• What needs to be done:
Search the material below for the string "house" and copy each line where it appears.

(Source records Opens)

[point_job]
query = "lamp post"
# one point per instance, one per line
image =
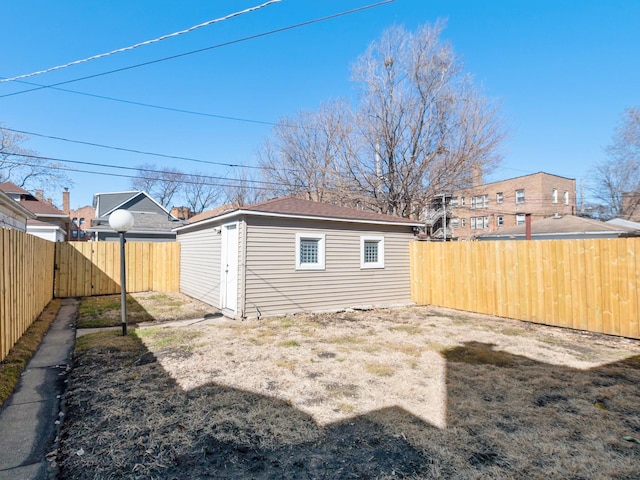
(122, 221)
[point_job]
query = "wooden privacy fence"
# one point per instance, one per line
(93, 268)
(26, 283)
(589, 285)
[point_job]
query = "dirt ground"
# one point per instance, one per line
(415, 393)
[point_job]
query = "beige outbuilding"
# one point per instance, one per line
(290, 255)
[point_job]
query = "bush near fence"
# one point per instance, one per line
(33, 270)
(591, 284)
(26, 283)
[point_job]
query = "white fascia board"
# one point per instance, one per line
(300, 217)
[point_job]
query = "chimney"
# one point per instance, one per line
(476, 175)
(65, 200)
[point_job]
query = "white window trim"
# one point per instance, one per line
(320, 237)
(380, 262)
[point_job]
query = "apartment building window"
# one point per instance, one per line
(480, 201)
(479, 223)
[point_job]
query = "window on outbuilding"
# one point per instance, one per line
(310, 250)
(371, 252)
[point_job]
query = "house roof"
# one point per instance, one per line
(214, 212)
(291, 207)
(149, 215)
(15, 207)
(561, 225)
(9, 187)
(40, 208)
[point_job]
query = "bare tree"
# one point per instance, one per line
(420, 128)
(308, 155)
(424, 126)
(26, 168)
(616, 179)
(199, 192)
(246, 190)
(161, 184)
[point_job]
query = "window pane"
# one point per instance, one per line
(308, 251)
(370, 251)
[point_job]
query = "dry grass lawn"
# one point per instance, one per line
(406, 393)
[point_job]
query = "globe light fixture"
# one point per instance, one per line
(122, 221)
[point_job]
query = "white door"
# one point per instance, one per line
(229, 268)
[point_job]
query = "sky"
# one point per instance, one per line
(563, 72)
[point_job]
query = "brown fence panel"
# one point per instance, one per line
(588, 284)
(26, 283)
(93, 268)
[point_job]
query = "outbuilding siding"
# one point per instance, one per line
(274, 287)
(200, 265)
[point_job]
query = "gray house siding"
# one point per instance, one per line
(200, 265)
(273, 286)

(Source records Closes)
(Source records Opens)

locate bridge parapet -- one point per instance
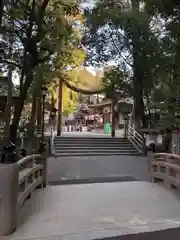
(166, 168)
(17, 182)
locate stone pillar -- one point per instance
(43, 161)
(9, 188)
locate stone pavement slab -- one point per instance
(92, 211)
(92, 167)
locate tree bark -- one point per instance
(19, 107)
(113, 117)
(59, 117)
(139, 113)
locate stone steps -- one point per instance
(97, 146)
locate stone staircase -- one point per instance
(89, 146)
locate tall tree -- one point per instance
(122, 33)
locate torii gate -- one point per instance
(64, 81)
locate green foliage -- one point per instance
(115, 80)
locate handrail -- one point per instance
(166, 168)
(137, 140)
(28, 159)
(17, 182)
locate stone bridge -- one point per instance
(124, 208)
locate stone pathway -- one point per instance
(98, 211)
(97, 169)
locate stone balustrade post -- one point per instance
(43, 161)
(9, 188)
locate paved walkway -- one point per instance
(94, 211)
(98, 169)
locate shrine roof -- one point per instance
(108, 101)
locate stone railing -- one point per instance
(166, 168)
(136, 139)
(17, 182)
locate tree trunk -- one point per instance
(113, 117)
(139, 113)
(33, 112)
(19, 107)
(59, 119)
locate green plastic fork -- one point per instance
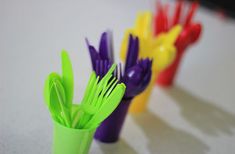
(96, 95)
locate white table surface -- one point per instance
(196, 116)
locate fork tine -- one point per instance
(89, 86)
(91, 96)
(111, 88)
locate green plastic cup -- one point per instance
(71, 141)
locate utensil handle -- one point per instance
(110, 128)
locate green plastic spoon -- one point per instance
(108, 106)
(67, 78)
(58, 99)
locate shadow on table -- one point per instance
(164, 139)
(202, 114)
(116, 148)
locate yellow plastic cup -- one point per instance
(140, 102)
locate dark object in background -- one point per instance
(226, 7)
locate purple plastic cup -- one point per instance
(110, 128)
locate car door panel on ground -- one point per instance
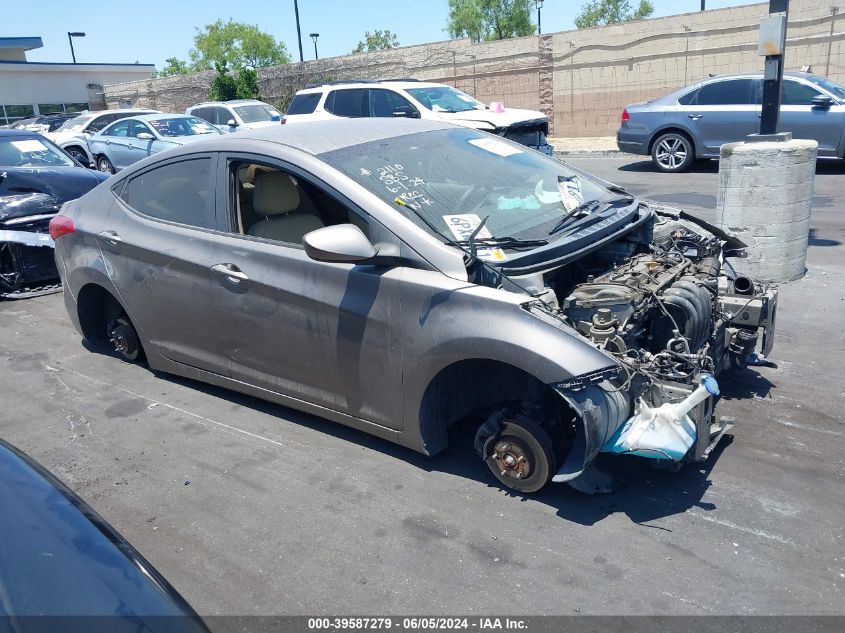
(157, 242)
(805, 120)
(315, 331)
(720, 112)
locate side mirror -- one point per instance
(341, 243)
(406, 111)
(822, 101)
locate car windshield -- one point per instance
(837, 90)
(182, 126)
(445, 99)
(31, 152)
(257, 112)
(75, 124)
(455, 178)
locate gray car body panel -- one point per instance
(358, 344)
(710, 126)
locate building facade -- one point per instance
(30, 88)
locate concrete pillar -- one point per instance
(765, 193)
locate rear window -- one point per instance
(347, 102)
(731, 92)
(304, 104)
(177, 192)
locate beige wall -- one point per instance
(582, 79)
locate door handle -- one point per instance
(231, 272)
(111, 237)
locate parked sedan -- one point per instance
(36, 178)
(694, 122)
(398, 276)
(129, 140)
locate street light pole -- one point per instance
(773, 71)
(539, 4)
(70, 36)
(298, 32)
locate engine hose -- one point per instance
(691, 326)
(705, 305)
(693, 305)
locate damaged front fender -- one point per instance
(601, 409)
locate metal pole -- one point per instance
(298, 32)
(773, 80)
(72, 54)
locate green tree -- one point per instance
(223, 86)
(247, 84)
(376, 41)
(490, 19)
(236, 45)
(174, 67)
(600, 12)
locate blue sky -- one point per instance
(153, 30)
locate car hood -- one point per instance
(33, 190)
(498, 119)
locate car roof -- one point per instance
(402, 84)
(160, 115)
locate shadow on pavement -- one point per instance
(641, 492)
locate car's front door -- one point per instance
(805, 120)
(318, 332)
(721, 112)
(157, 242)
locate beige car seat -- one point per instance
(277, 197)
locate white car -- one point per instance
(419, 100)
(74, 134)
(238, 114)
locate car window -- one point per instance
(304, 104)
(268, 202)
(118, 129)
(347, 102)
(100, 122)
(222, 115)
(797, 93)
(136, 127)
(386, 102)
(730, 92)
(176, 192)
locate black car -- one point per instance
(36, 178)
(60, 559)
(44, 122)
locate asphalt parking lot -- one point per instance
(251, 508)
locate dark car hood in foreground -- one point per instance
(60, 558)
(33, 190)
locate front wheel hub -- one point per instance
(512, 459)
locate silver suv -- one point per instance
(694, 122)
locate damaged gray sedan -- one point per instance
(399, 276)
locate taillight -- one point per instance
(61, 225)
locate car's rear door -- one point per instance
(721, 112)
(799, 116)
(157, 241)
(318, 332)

(Source records Closes)

• Answer box:
query = "house roof"
query = "gray house siding"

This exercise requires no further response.